_SUPPLIED RECORDS_
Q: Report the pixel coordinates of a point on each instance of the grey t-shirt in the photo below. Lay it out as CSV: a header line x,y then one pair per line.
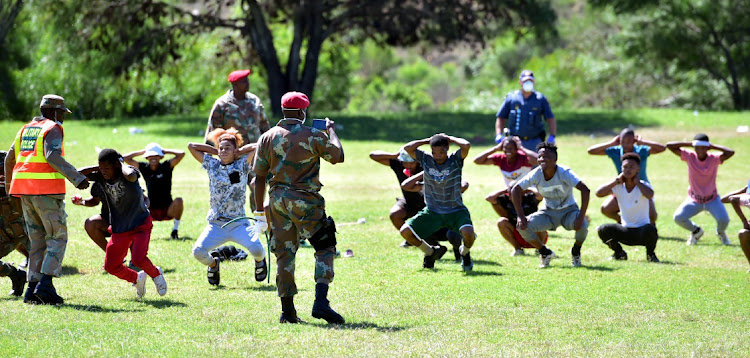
x,y
558,191
442,183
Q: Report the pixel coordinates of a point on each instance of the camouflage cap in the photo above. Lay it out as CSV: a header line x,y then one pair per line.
x,y
53,101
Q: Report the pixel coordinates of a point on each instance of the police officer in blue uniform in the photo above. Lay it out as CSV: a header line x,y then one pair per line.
x,y
523,114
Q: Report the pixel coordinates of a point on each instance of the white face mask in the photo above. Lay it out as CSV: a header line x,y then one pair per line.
x,y
528,86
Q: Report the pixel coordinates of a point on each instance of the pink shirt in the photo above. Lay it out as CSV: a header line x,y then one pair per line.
x,y
701,175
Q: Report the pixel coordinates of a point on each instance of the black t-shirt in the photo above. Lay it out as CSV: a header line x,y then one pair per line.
x,y
158,183
414,200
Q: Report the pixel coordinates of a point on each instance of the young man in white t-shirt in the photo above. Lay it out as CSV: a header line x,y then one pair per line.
x,y
555,183
633,196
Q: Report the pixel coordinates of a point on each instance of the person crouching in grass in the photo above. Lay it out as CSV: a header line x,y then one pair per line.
x,y
130,222
633,197
442,192
227,177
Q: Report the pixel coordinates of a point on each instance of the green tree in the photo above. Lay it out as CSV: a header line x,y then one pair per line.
x,y
137,32
680,36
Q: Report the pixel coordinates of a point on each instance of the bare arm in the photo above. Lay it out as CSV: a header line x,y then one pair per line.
x,y
130,157
383,157
601,148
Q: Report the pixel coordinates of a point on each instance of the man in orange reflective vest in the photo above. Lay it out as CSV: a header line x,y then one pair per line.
x,y
37,172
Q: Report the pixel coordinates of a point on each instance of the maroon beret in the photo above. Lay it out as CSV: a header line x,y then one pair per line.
x,y
294,100
238,75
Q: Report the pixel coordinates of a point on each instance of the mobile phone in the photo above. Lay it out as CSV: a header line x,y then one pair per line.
x,y
319,124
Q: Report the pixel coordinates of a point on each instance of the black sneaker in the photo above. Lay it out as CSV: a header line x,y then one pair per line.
x,y
261,271
213,275
437,253
466,263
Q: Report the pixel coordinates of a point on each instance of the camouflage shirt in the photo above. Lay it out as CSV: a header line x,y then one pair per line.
x,y
247,116
290,155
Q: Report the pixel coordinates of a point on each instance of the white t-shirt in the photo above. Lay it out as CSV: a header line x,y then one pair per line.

_WHAT IS EXPECTED_
Everything in the entries above, apart from the images, should be printed exactly.

_ANSWER_
Q: Report the pixel coordinates of a point on each instance of the grey t-shirt in the photo below. Lay it out as CSV: a header line x,y then one pair per line.
x,y
558,191
442,183
Q: Report the pixel coordinates of a point on each instance of the camouflage cap in the photo above. Lay it out as CSV: a header line x,y then one pair per line.
x,y
53,101
Q: Report the pixel coordinates of a point on each instance of the police officer in blue uniform in the photo above. Lay it out as CSV: a header line x,y then one pair per line.
x,y
523,114
Q: Report the pixel coordinates of a point on each instance of the white face mask in the photo above. Lay it out as CSV: a header line x,y then one pair per line.
x,y
528,86
Q: Report the pixel coordinates of a point on each instance of the pink shirt in the photo above. Lay it out as CSV: a header line x,y then one pair per line.
x,y
701,175
Q: Report the pixel coordinates of a point on each instance of the black t-shirt in the photo above. Lay it out as CSV: a header line x,y then one pair per line.
x,y
158,183
414,200
Q: Report the pixel coordinates of a point on each instance of the young man in white t-shirt in the photo above. Lay it out as CSV: a header line x,y then one pair per line.
x,y
555,183
633,196
Q: Report the pixel coordinates of a point on each instance of the person crouching in grass in the photo above. Lay it out as CSV: a header line x,y then one pair per line.
x,y
130,222
633,197
442,192
227,177
Q: Report the pixel coordinates of a point on each instance of the green tree in the photo above. Lay it out as CSV: a header line x,y then one pair per line.
x,y
137,32
680,36
Q: Report the pixel coordinates of a point on each instance of the bare arm in the photo above. Lay it out as CSV: a header line x,y then one pair per line.
x,y
130,157
383,157
601,148
Q: Report the pixel coordinates of a point on each instance of the man in orange reflective vest in the photo above. Lay it out as CSV: a header line x,y then one pair per line.
x,y
37,172
Q: Report the pixel coordinates of a point on each instance of the maroon beret in the photo above. Lay it out as CSV: a header line x,y then one pair per line.
x,y
294,100
238,75
Q: Report the pixel coordinates of a point on each instance of the mobile phone in the photo above. Lay it out as CSV: a header line x,y then one pair per line.
x,y
319,124
Q: Report the pixel coordinates of a point on each instance of the black sneaker in the photo above. Lay it out as CSV: a header line x,y then one pair per line.
x,y
261,271
213,275
437,253
466,263
Q: Report the pixel coordinates of a point on each instance of the camouflage shirt in the photo above. Lay it out as CSV: a header line x,y then one pair per line.
x,y
247,116
290,155
Q: Report the pixel coordinates of a point on each instance of the white t-shirt in the photo above. Lay it out as CSV: a header line x,y then one pair per line.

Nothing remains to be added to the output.